Copy out every line of the data where the word "excavator" is found.

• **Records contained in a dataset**

-----

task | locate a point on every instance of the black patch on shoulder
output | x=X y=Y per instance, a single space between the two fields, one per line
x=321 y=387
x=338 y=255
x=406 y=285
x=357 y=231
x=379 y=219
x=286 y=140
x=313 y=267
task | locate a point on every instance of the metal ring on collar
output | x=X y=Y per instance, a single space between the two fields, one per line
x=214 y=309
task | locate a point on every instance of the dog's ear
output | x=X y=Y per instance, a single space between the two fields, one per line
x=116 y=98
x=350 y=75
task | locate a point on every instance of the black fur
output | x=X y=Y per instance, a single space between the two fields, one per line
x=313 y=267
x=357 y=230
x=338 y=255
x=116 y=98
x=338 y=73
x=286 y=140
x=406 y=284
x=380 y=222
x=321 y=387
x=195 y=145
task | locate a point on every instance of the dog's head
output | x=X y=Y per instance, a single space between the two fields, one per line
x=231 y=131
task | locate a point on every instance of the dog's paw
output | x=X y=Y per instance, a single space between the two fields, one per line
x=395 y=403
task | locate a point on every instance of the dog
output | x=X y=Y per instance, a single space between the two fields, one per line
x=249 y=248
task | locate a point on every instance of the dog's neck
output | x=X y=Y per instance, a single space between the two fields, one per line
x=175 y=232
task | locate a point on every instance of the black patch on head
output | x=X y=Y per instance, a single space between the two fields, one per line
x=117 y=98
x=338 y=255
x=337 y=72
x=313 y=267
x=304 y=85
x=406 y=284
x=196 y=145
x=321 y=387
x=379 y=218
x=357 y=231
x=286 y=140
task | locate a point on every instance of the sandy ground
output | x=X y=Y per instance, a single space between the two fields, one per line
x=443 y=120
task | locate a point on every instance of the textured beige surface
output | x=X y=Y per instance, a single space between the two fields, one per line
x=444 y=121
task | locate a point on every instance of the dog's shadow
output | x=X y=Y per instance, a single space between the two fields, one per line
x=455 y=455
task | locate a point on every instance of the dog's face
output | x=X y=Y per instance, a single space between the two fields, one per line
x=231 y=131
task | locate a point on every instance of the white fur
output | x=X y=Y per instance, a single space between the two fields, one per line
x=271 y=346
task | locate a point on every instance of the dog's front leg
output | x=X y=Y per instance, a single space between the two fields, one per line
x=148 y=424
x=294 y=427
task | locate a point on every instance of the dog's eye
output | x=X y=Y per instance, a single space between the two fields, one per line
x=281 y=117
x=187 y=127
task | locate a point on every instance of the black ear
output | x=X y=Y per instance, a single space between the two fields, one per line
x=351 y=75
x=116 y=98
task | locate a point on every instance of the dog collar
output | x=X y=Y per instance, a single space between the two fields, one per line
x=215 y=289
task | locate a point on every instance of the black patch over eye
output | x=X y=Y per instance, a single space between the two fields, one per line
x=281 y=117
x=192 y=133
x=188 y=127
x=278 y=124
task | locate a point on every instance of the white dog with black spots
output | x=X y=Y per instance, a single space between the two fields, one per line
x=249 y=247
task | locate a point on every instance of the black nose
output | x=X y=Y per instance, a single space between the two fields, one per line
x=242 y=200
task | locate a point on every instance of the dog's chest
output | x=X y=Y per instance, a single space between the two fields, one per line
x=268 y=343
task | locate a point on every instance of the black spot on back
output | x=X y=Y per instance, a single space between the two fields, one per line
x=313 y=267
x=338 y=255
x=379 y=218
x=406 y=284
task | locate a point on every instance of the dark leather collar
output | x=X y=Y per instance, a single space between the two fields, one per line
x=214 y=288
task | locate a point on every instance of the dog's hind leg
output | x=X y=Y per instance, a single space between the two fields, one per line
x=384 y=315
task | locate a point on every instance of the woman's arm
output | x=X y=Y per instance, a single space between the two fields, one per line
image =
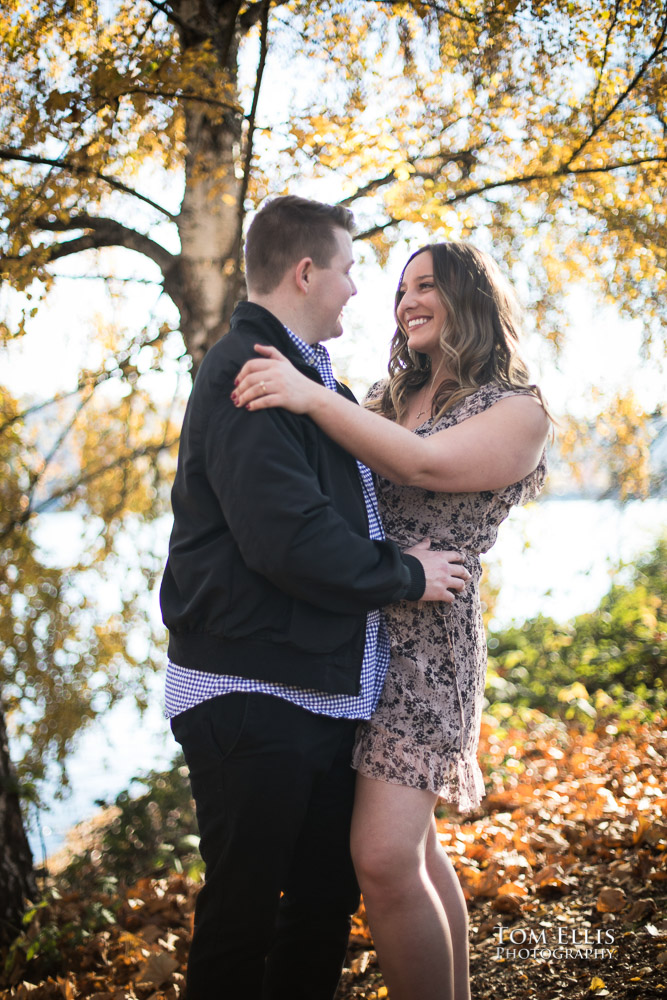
x=486 y=452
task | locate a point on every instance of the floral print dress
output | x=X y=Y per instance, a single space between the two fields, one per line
x=425 y=730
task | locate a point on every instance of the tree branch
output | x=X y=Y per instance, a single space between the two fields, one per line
x=182 y=96
x=175 y=19
x=69 y=488
x=564 y=171
x=254 y=12
x=80 y=170
x=247 y=163
x=621 y=98
x=106 y=233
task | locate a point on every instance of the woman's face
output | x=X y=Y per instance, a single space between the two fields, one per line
x=420 y=311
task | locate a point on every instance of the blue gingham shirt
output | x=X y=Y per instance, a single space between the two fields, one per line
x=186 y=688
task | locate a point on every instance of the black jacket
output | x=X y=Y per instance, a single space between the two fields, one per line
x=270 y=571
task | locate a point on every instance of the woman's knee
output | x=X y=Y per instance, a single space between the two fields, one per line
x=385 y=865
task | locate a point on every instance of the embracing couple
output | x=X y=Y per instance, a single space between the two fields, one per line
x=319 y=730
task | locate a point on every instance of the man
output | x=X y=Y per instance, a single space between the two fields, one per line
x=277 y=564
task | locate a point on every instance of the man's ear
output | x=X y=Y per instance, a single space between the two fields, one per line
x=303 y=273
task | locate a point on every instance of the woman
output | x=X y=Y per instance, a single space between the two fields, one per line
x=456 y=436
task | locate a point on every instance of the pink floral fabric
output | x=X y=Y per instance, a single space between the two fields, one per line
x=425 y=731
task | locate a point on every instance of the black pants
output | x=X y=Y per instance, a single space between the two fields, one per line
x=274 y=789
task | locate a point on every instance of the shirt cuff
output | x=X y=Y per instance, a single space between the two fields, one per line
x=417 y=584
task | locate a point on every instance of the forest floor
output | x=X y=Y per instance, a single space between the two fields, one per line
x=564 y=867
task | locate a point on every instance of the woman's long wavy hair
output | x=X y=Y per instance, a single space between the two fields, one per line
x=479 y=338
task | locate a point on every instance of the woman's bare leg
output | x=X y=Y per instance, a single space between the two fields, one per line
x=391 y=827
x=443 y=876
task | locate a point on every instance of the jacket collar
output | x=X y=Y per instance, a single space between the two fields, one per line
x=273 y=331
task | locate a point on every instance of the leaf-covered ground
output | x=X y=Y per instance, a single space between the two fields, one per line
x=564 y=868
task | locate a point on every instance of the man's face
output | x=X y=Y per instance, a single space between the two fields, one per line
x=330 y=289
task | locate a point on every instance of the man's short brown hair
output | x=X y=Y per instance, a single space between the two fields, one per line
x=284 y=231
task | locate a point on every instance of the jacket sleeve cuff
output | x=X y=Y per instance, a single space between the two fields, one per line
x=417 y=584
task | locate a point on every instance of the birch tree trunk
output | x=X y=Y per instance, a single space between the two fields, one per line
x=16 y=872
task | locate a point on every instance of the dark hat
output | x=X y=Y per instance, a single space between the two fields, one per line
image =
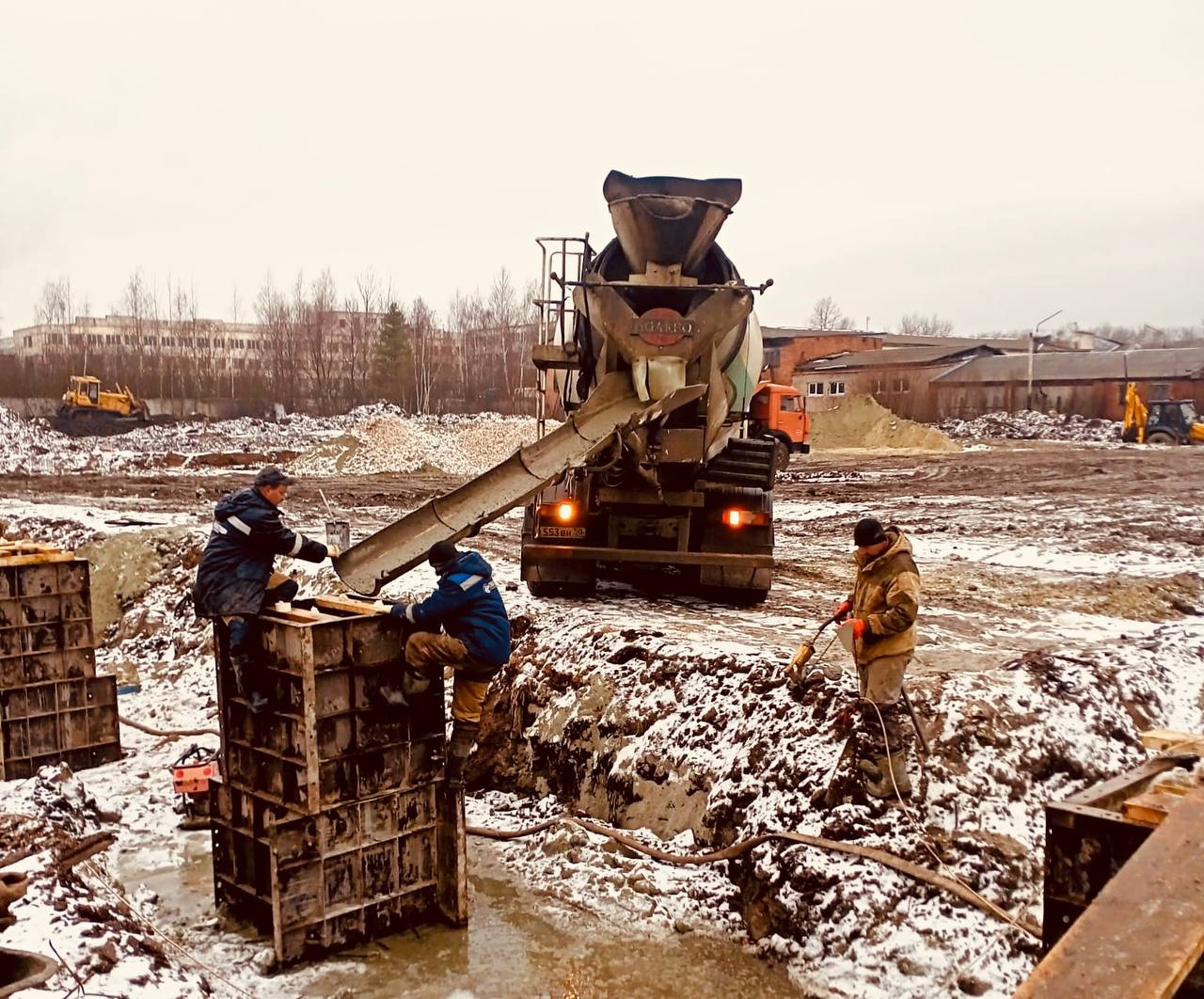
x=442 y=552
x=868 y=532
x=272 y=476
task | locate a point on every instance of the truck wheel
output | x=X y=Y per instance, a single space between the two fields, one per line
x=538 y=588
x=781 y=456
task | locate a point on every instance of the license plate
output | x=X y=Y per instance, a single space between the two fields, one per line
x=562 y=532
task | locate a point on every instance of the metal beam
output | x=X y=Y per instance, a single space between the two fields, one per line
x=1144 y=933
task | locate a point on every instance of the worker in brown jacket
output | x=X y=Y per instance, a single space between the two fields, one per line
x=880 y=631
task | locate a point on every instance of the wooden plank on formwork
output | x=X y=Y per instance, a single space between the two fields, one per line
x=349 y=606
x=1144 y=933
x=299 y=615
x=35 y=559
x=1150 y=808
x=1168 y=739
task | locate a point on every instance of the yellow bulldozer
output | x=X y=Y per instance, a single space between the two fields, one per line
x=1164 y=421
x=87 y=409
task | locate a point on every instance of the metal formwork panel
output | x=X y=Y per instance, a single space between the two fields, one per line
x=46 y=631
x=1087 y=842
x=349 y=873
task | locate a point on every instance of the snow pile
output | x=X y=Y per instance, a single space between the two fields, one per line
x=657 y=731
x=390 y=442
x=861 y=421
x=370 y=438
x=1032 y=425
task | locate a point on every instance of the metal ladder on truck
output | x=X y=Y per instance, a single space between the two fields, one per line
x=562 y=265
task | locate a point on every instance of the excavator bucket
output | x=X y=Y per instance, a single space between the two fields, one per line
x=371 y=563
x=667 y=219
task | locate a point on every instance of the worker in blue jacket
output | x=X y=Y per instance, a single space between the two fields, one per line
x=474 y=641
x=235 y=579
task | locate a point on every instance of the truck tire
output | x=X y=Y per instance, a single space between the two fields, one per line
x=781 y=456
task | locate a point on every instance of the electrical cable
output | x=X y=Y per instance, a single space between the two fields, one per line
x=739 y=848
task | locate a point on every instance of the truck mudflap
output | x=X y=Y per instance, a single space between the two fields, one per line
x=368 y=566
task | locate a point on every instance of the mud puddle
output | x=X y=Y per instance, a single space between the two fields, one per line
x=518 y=943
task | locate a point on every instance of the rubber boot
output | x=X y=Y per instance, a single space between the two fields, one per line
x=464 y=735
x=244 y=670
x=877 y=775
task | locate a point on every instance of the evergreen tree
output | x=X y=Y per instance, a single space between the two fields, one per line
x=394 y=357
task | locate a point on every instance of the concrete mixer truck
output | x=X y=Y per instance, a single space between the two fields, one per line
x=652 y=352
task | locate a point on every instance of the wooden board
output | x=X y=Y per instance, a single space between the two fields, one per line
x=1151 y=808
x=34 y=558
x=1144 y=933
x=1169 y=740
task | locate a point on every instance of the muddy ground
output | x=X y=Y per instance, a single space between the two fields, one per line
x=1061 y=615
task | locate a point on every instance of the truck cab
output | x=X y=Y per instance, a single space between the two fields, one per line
x=779 y=413
x=1174 y=421
x=83 y=390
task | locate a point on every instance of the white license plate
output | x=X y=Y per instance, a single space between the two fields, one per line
x=562 y=532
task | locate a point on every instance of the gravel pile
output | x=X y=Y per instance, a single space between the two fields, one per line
x=390 y=442
x=370 y=438
x=1032 y=425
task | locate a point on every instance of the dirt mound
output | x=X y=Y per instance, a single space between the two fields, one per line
x=860 y=421
x=394 y=442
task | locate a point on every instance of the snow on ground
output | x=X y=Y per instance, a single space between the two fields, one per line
x=369 y=439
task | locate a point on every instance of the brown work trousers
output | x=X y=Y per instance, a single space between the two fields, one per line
x=881 y=693
x=426 y=651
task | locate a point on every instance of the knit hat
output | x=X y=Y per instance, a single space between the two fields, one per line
x=868 y=532
x=442 y=552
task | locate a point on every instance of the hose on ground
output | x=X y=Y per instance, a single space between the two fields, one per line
x=167 y=733
x=742 y=848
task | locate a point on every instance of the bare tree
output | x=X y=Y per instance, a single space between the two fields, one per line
x=826 y=315
x=918 y=325
x=361 y=336
x=429 y=352
x=272 y=312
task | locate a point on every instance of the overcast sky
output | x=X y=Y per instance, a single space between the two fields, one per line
x=990 y=163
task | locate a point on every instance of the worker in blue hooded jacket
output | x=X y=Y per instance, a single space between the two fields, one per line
x=474 y=641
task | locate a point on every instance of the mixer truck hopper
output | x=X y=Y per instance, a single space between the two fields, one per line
x=652 y=353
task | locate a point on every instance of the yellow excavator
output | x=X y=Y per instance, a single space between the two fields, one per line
x=1164 y=421
x=86 y=409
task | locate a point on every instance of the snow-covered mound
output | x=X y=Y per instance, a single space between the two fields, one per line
x=370 y=438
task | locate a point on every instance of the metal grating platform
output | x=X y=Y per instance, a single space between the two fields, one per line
x=331 y=822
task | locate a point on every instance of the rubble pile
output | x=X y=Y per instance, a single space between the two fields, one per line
x=1033 y=425
x=369 y=439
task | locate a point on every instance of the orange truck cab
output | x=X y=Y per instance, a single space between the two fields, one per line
x=779 y=412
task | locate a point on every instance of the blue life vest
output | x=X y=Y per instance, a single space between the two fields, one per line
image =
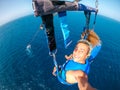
x=71 y=65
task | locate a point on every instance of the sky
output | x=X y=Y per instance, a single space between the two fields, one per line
x=13 y=9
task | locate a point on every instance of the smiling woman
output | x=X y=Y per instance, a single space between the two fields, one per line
x=10 y=10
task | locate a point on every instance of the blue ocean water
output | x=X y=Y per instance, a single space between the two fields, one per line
x=18 y=71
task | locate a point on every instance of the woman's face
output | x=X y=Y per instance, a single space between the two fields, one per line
x=80 y=52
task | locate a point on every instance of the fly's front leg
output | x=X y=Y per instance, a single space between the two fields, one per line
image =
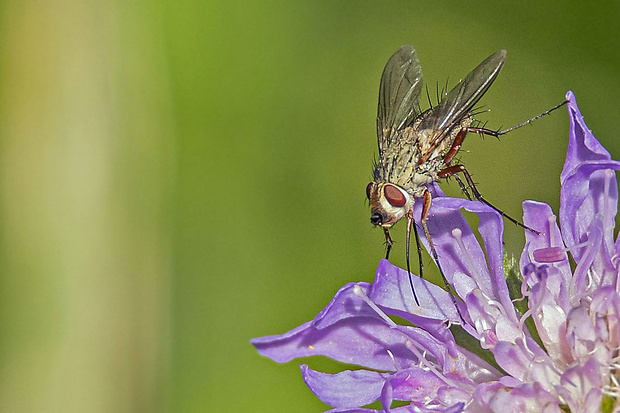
x=426 y=207
x=450 y=171
x=388 y=243
x=411 y=223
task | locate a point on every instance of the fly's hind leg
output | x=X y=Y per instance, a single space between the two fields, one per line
x=452 y=170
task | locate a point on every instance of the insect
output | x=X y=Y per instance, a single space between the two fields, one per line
x=416 y=148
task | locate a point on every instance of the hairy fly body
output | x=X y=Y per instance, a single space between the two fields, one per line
x=417 y=148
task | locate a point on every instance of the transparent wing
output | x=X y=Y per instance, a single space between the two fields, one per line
x=399 y=93
x=463 y=96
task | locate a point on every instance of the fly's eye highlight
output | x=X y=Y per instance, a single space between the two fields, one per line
x=368 y=189
x=394 y=196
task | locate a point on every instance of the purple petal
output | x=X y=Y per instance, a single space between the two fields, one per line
x=346 y=389
x=444 y=217
x=539 y=216
x=587 y=190
x=391 y=289
x=525 y=398
x=350 y=332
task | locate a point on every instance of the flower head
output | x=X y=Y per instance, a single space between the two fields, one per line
x=559 y=354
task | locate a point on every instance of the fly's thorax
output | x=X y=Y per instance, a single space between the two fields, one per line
x=389 y=203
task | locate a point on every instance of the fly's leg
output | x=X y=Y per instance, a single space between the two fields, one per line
x=411 y=223
x=450 y=171
x=426 y=205
x=463 y=187
x=388 y=243
x=456 y=146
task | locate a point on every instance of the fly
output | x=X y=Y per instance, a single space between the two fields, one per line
x=416 y=148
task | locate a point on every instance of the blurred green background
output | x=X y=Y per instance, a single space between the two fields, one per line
x=178 y=177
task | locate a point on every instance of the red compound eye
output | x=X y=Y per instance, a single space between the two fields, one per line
x=394 y=196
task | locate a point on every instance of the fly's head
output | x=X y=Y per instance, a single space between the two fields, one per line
x=388 y=203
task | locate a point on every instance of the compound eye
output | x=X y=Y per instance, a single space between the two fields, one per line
x=394 y=196
x=369 y=189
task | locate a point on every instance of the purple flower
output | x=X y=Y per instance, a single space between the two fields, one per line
x=560 y=354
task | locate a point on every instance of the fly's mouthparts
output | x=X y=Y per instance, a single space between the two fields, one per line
x=376 y=218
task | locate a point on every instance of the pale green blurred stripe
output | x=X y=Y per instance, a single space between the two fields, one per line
x=86 y=173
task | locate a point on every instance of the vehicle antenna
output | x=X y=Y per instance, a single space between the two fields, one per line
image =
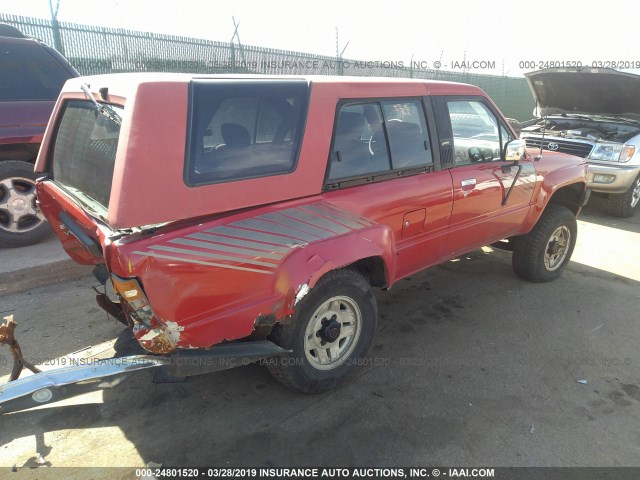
x=544 y=129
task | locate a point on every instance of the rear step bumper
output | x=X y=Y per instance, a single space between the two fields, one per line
x=90 y=375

-----

• **The completed task**
task | locate a point on every instance of the excavator bucket
task | locate a point on every instance of the yellow excavator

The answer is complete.